YOUR INSTRUCTIONS: Rewrite the material below as a numbered list, one line per entry, with any blank lines left out.

(A series of records)
----
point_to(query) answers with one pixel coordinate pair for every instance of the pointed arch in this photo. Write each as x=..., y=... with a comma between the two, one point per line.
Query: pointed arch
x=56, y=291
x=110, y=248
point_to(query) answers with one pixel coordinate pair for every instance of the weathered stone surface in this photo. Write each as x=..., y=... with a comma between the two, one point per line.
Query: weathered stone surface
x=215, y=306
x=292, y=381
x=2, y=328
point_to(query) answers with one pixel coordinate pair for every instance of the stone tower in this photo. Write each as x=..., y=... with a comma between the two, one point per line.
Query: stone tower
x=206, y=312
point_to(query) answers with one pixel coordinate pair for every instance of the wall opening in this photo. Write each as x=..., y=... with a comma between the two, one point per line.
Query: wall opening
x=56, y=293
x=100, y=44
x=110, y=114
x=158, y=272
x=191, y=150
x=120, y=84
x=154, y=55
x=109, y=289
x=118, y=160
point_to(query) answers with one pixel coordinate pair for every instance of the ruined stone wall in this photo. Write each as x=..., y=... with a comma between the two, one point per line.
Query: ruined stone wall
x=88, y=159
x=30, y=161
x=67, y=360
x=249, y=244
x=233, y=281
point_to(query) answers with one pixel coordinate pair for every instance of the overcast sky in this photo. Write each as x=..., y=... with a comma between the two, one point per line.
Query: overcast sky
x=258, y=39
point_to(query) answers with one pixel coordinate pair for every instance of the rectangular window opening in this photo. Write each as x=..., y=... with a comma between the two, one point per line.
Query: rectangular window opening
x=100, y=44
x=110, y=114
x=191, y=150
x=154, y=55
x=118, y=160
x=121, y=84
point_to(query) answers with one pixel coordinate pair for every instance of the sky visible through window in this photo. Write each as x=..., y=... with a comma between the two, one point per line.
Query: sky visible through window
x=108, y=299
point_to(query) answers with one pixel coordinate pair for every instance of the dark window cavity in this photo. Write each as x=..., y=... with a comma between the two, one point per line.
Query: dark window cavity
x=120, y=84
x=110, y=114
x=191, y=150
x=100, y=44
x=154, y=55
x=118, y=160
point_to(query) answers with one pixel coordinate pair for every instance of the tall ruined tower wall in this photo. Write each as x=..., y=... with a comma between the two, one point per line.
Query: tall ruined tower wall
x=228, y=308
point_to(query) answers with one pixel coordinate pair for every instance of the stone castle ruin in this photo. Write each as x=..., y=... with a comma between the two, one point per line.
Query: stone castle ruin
----
SOLUTION FOR THIS TASK:
1. point_to(query) answers with one pixel coordinate pair for every instance of the pointed arch in this photo. Write each as x=..., y=... with a comma between the two, one point per line.
2. Query: pointed arch
3. x=56, y=291
4. x=110, y=248
5. point_to(query) answers with one pixel coordinate pair for every instance of the weathered stone surface in this photo. Write each as x=..., y=... with a comma between the two, one point per line.
6. Query: weathered stone surface
7. x=215, y=306
8. x=292, y=381
9. x=2, y=328
10. point_to(query) answers with one pixel coordinate pair for every instance of the stone tower in this photo. Write each as x=..., y=... with a comma between the two, one point per line.
11. Query: stone tower
12. x=206, y=312
13. point_to(query) answers with one pixel coordinate pair for every instance of the wall opening in this photo. Write each as x=..., y=... with a comma between the two, one point per line.
14. Query: wall opening
15. x=56, y=293
16. x=100, y=44
17. x=110, y=114
18. x=158, y=272
19. x=191, y=150
20. x=120, y=84
21. x=154, y=55
22. x=109, y=289
23. x=118, y=160
24. point_to(query) answers with one pixel coordinate pair for every instance of the ruined stone wall in this photo. Write each as x=..., y=... with a comma between the two, one point per line.
25. Query: ruined stone wall
26. x=88, y=159
27. x=30, y=161
28. x=67, y=360
29. x=249, y=244
30. x=233, y=281
31. point_to(query) answers with one pixel coordinate pair for every instance of the overcast sky in this photo. Write each as x=..., y=... with a comma between the two, one point per line.
32. Query: overcast sky
33. x=258, y=39
34. point_to(query) answers with one pixel coordinate pair for every instance of the rectangular window opening in this photo. Write each as x=..., y=... with a comma between the two, one point per line.
35. Query: rectangular window opening
36. x=100, y=44
37. x=110, y=114
38. x=191, y=150
39. x=154, y=55
40. x=118, y=160
41. x=121, y=84
42. point_to(query) answers with one pixel coordinate pair for every instance of the sky visible through window in this photo. Write each as x=..., y=... with a comma between the two, one point per line.
43. Query: sky visible through window
44. x=108, y=299
45. point_to(query) answers with one pixel coordinate pair for every instance of the dark window cavity in this photo. Write each as x=..., y=... with a comma between the two, one point per line.
46. Query: dark window cavity
47. x=120, y=84
48. x=110, y=114
49. x=191, y=150
50. x=100, y=44
51. x=154, y=55
52. x=118, y=160
53. point_to(query) answers with one pixel coordinate pair for every instance of the tall ruined tower wall in this photo. Write each as x=..., y=... with a comma between the two, one point per line.
54. Query: tall ruined tower wall
55. x=228, y=308
56. point_to(query) answers with one pixel coordinate pair for every instance of the stone castle ruin in this photo. Write each as x=..., y=... with a comma between the two, one point per line.
57. Query: stone castle ruin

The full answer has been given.